## Set task
Pick out each line in the material below that contains the word "dark" and copy those lines. Only matches in the same upper or lower case count.

───── Data ─────

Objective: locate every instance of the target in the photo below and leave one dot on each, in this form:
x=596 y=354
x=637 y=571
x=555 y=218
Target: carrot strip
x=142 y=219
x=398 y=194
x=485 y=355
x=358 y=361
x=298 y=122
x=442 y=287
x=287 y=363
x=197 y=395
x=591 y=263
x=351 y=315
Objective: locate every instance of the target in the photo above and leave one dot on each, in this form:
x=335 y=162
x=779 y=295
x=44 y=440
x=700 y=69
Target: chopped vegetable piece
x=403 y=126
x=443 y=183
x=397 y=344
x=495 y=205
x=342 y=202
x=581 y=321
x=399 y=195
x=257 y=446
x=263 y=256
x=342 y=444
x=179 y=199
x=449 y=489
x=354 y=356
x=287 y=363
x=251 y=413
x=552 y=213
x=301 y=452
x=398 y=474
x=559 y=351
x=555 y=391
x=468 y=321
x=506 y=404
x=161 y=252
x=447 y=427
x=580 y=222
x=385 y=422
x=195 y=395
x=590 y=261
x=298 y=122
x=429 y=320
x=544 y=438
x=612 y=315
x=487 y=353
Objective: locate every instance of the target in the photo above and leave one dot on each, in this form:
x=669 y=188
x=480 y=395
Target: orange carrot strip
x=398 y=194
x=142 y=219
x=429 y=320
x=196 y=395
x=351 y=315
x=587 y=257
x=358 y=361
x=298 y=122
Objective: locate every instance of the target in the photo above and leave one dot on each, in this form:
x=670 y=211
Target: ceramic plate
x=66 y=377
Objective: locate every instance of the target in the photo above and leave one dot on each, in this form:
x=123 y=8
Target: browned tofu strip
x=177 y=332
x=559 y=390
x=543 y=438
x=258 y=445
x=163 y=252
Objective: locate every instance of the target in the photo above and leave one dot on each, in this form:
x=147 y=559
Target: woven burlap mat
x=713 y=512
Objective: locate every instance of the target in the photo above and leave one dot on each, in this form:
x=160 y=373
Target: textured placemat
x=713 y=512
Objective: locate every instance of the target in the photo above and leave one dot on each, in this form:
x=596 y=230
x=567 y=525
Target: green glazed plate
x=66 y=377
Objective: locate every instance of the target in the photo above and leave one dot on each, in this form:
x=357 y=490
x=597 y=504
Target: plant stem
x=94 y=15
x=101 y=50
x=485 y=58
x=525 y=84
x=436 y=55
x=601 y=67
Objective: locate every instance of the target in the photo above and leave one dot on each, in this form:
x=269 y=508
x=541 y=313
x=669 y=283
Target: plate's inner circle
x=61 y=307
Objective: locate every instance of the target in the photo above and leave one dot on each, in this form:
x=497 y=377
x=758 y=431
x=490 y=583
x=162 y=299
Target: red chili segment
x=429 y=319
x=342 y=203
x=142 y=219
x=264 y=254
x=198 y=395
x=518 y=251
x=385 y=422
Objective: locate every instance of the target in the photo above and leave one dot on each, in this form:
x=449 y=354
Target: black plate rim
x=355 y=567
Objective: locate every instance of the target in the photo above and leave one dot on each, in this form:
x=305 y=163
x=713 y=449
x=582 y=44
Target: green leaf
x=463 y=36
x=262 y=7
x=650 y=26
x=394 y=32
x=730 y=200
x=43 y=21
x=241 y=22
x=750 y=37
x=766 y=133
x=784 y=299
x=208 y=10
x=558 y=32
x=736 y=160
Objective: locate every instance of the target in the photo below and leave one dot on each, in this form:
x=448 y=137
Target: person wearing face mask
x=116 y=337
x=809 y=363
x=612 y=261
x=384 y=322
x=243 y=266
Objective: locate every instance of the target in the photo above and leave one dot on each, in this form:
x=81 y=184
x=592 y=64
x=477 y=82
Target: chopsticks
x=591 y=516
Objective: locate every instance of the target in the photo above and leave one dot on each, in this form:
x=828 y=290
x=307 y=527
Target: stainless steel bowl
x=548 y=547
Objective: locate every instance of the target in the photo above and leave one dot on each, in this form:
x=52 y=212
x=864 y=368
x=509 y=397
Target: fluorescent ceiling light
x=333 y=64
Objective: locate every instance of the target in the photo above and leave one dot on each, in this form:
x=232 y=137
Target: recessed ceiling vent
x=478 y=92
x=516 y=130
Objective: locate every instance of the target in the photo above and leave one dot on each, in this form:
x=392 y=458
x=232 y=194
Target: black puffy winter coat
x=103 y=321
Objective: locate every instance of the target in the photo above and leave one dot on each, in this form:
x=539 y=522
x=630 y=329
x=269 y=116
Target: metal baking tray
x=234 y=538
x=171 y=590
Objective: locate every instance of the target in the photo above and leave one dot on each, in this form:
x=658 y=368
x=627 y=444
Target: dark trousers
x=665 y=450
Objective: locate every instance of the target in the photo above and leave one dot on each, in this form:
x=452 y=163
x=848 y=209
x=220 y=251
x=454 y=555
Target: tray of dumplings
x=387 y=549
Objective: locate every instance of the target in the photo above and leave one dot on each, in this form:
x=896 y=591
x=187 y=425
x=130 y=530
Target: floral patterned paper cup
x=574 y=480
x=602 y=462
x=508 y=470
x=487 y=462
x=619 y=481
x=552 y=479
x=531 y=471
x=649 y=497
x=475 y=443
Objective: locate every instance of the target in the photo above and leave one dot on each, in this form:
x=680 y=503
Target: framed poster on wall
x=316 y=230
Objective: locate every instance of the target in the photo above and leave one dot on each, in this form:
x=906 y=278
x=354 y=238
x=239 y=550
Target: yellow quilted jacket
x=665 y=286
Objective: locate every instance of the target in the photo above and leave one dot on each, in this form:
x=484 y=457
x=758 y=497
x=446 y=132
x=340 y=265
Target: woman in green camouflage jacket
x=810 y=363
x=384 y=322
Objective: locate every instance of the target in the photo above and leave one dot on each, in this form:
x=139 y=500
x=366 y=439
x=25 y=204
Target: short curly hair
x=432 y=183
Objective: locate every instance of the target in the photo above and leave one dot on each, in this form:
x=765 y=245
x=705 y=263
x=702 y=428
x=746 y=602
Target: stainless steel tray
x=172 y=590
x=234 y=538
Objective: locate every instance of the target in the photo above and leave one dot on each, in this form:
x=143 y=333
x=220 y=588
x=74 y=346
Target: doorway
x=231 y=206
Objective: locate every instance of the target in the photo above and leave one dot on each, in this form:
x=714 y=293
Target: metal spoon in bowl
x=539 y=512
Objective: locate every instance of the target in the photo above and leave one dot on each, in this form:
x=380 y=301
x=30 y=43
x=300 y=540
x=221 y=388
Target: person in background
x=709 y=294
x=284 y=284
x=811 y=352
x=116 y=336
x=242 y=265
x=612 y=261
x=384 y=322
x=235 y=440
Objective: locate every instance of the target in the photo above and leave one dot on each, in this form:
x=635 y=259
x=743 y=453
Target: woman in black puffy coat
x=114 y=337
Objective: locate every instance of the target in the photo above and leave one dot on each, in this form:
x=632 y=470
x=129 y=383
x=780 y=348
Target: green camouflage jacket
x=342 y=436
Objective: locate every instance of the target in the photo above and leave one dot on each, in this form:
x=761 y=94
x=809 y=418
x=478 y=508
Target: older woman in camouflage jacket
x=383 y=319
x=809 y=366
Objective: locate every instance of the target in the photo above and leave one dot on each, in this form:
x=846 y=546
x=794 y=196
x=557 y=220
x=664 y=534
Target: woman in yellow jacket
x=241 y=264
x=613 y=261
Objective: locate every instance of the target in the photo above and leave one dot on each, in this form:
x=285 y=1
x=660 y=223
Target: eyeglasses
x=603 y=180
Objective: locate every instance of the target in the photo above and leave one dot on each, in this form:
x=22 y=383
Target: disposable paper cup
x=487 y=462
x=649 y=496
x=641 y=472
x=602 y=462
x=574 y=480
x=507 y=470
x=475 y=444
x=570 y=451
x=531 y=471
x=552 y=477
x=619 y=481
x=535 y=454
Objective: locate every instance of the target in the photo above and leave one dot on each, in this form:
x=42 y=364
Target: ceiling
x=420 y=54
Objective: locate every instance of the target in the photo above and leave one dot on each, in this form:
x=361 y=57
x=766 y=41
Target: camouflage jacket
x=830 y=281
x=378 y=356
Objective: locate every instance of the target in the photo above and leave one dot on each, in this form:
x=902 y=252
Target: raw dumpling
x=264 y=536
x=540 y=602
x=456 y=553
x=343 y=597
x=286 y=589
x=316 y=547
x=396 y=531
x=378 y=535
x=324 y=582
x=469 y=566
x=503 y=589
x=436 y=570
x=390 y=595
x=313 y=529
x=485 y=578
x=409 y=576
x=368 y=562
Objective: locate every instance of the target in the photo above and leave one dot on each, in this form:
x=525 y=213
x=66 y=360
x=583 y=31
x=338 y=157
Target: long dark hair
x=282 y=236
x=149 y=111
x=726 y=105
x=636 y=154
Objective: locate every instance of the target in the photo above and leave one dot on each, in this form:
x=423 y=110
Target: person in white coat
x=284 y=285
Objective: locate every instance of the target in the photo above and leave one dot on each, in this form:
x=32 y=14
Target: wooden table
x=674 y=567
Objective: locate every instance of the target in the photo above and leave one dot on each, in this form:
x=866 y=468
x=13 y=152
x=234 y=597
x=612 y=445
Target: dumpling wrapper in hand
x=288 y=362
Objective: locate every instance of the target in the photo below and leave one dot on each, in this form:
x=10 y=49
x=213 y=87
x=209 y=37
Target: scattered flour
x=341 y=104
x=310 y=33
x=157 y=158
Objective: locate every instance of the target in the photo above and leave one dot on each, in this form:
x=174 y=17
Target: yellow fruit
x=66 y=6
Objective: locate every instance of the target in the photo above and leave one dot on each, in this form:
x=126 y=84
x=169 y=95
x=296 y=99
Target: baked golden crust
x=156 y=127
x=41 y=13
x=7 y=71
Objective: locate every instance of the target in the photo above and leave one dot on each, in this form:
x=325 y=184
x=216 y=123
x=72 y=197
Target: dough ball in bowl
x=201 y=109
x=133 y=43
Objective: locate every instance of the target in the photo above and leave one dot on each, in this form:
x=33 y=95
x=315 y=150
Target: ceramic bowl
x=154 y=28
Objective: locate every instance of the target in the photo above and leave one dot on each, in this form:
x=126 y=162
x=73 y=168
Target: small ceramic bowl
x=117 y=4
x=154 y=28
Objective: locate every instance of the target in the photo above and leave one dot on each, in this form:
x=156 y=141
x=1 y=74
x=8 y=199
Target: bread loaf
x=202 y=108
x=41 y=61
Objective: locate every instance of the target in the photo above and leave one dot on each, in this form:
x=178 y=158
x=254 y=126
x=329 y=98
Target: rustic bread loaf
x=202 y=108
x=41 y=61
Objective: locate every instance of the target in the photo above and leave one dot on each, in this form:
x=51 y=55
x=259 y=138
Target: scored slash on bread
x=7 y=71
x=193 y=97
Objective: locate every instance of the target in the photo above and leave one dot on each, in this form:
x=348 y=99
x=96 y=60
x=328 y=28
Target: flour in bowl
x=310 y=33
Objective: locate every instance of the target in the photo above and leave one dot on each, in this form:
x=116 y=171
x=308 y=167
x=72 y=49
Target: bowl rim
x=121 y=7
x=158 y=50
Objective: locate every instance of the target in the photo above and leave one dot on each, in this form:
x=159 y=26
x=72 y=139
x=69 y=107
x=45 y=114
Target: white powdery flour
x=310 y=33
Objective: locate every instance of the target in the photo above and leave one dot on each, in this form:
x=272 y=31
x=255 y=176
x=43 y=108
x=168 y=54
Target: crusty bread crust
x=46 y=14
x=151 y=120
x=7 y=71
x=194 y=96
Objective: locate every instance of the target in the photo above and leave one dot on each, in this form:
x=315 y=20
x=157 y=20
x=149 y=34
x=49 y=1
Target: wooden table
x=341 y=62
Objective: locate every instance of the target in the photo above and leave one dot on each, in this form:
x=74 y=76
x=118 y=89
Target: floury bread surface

─────

## Response to the task
Target: dark trousers
Target: long dark hair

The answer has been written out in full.